» **Text section**
Friday, October 29, 2010

2% GDP Guarantees QE2

US third quarter GDP prints this morning at +2%, a full 3/10 of one percent higher than second quarter GDP! Weeeeeeeeeee! [It should be noted that second quarter GDP was revised lower after it's original estimate.] 2% growth is less than anemic.

The US financial media will make every effort to paint this number as a "sign of recovery". It isn't. It isn't even close. This is a sign that the US economy is on life support, and going nowhere fast. This number is irrelevant to the QE2 question. The Fed believes that further QE2 will aid in their meeting their dual mandate of ensuring full employment and price stability. 2% growth in the economy will not cut it in the eyes of the QE2 supporters at the Fed.

Economists say a growth pace of at least 3.5 percent, driven by solid domestic demand and exports, over several quarters is needed to bring down high unemployment. The Fed is determined to create "growth". They will succeed, but only by delivering the illusion of growth resulting from the rising prices that QE2 will produce.

The path forward is clear: Rising Gold and Silver prices on the back of a collapsing US Dollar.

Gold vs. the Fed -- the record is clear
By Charles W. Kadlec
When it meets next week, the Federal Open Market Committee (FOMC) is widely expected to signal its desire to increase the rate of inflation by providing additional monetary stimulus. This policy is based on a false -- and dangerous -- premise: that manipulating the dollar's buying power will lead to higher employment and economic growth. But the experience of the past 40 years points to the opposite conclusion: that guaranteeing a stable value for the dollar by restoring dollar-gold convertibility would be the surest way for the Federal Reserve to achieve its dual mandate of maximum employment and price stability.

From 1947 through 1967, the year before the U.S. began to weasel out of its commitment to dollar-gold convertibility, unemployment averaged only 4.7% and never rose above 7%. Real growth averaged 4% a year. Low unemployment and high growth coincided with low inflation. During the 21 years ending in 1967, consumer-price inflation averaged just 1.9% a year. Interest rates, too, were low and stable -- the yield on triple-A corporate bonds averaged less than 4% and never rose above 6%.

What has happened since 1971, when President Nixon formally broke the link between the dollar and gold?

Higher average unemployment, slower growth, greater instability, and a decline in the economy's resilience. For the period 1971 through 2009, unemployment averaged 6.2%, a full 1.5 percentage points above the 1947-67 average, and real growth rates averaged less than 3%. We have since experienced the three worst recessions since the end of World War II, with the unemployment rate averaging 8.5% in 1975, 9.7% in 1982, and above 9.5% for the past 14 months. During these 39 years in which the Fed was free to manipulate the value of the dollar, the consumer-price index rose, on average, 4.4% a year. That means that a dollar today buys only about one-sixth of the consumer goods it purchased in 1971.

» **Problems and tasks**
1. From the QE2 text above, list each average figure it gives for the period from 1947 through 1967, along with what that figure measures.
2. Continue the QE2 text above, starting after its final sentence.

» **Information supplied**
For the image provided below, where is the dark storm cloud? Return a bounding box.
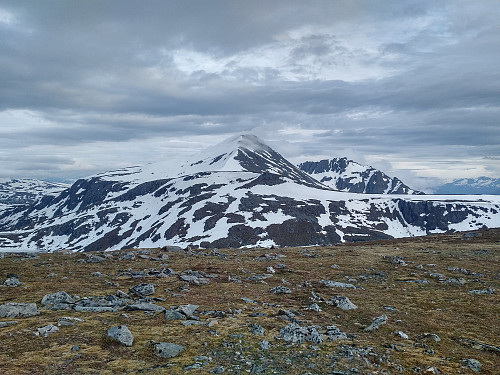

» **Task results**
1.
- Unemployment: averaged 4.7%
- Real growth: averaged 4% a year
- Consumer-price inflation: averaged 1.9% a year
- Yield on triple-A corporate bonds: averaged less than 4%

2.
http://gata.org/node/9226

And today, with the Fed at a crossroads, QE2 looms on the horizon. Statistics prove that printing money does little to improve growth or lower unemployment. Yet the Fed appears to be determined to follow this path in the face of almost certain failure. Why?

Wouldn't it make infinitely more sense to simply devalue the Dollar versus Gold and Silver than print money into infinity? Yes it would, but what if the Fed had no Gold to devalue the Dollar against? They'd have to print money as fast as they can, and use the Gold and Silver futures markets to suppress the price of these Precious Metals in an effort to "hide" the money printing.

Could the Fed's decision to follow a path of Quantitative Easing in a effort to grow the economy via inflation be proof that the Fed has sold and, or swapped away the US Treasury's Gold? Are they faced with no other choice but to inflate away the country's debt because they have no more Gold? It is certainly beginning to look that way.

The government claims to have 261.5 million ounces of gold but this doesn't belong to the government; it belongs to the citizens. This is believed to be the largest hoard of Gold in the world. IF the US Federal Reserve has "spent" the better part of the past 40 years "suppressing" the price of Gold to foster an illusion of a "strong Dollar" have they literally stolen the wealth of the nation? Are US Dollars literally absolutely worthless? Is this why the US Gold Reserve has not been independently audited since 1958?

It is becoming increasingly obvious that the Fed has America on a road to nowhere. If in fact the Fed has lost their only compass, Gold, then the road to nowhere is likely now to lead over a cliff.
And the price of Gold is going to the Moon.

Piercing the mystery of the gold market[DEFINITE MUST READ]
By: Chris Powell, Secretary/Treasurer, GATA
The precious metals markets have tremendous potential for investors. But they are also wrapped up in great mystery -- deliberately so

Gold is the worst understood financial market. Most official data about gold is actually disinformation.

Years ago GATA disclosed that the International Monetary Fund, the leading compiler of
official gold reserve data, allowed its member nations to count gold they had leased, gold that had left their vaults, as if it was still in their vaults. The effect of this accounting fraud was to deceive the gold market into thinking that central banks had much more gold left to bomb the market with than they really did.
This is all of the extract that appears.